[Begin Document section]

A staircase leads from the cathedral (right) to the chapter house and the Chain Gate which gives access to Vicars' Close.
The stairs to the chapter house and Vicars' Close
The chapter house is off the staircase to the right. Its central column and vault are often likened to a palm tree. The walls of the chapter house have fifty-one niches for seating.

== Art and treasures ==
=== Stained glass ===
Wells Cathedral contains one of the most substantial collections of medieval stained glass in England, despite damage by Parliamentary troops in 1642 and 1643. The oldest surviving glass dates from the late 13th century and is in two windows on the west side of the chapter-house staircase. Two windows in the south choir aisle are from 1310 to 1320.

The Lady Chapel has five windows, of which four date from 1325 to 1330 and include images of a local saint, Dunstan. The east window was restored to a semblance of its original appearance by Thomas Willement in 1845. The other windows have complete canopies, but the pictorial sections are fragmented.

The east window of the choir is a broad, seven-light window dating from 1340 to 1345. It depicts the Tree of Jesse (the genealogy of Christ) and demonstrates the use of silver staining, a new technique that allowed the artist to paint details on the glass in yellow, as well as black. The combination of yellow and green glass and the application of the bright yellow stain gives the window its popular name, the "Golden Window". It is flanked by two windows each side in the clerestory, with large figures of saints, also dated to 1340–45. In 2010 a major conservation programme was undertaken on the Jesse Tree window.

The panels in the chapel of St Katherine are attributed to Arnold of Nijmegen and date from about 1520. They were acquired from the destroyed church of Saint-Jean, Rouen, with the last panel having been purchased in 1953.

The large triple lancet to the nave west end was glazed at the expense of Dean Creighton at a cost of £140 in 1664. It was repaired in 1813, and the central light was largely replaced to a design by Archibald Keightley Nicholson between 1925 and 1931. The main north and south transept end windows by James Powell and Sons were erected in the early 20th century.

The five windows of the Lady Chapel contain medieval stained glass, mostly fragmentary, except for the central window.
This early 14th-century eastern window was heavily restored in the 19th century.

[End Document section]

[What is being asked] Could you continue the Wells Cathedral passage, picking up right after its last sentence?

[Begin Data segment]

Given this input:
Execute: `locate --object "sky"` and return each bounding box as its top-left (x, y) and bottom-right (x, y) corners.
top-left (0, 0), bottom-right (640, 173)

[End Data segment]

[Output of the exercise]
The Golden Window at the east end of the choir depicting the Tree of Jesse

=== Carvings ===
The greater part of the stone carving of Wells Cathedral comprises foliate capitals in the stiff-leaf style. They are found ornamenting the piers of the nave, choir and transepts. Stiff-leaf foliage is highly abstract. Though possibly influenced by carvings of acanthus leaves or vine leaves, it cannot be easily identified with any particular plant. Here the carving of the foliage is varied and vigorous, the springing leaves and deep undercuts casting shadows that contrast with the surface of the piers. In the transepts and towards the crossing in the nave the capitals have many small figurative carvings among the leaves. These include a man with toothache and a series of four scenes depicting the "Wages of Sin" in a narrative of fruit stealers who creep into an orchard and are then beaten by the farmer. Another well-known carving is in the north transept aisle: a foliate corbel, on which climbs a lizard, sometimes identified as a salamander, a symbol of eternal life.

Carvings in the Decorated Gothic style may be found in the eastern end of the buildings, where there are many carved bosses. In the chapter house, the carvings of the 51 stalls include numerous small heads of great variety, many of them smiling or laughing. A well-known figure is the corbel of the dragon-slaying monk in the chapter house stair. The large continuous capital that encircles the central pillar of the chapter house is markedly different in style to the stiff-leaf of the Early English period. In contrast to the bold projections and undercutting of the earlier work, it has a rippling form and is clearly identifiable as grapevine.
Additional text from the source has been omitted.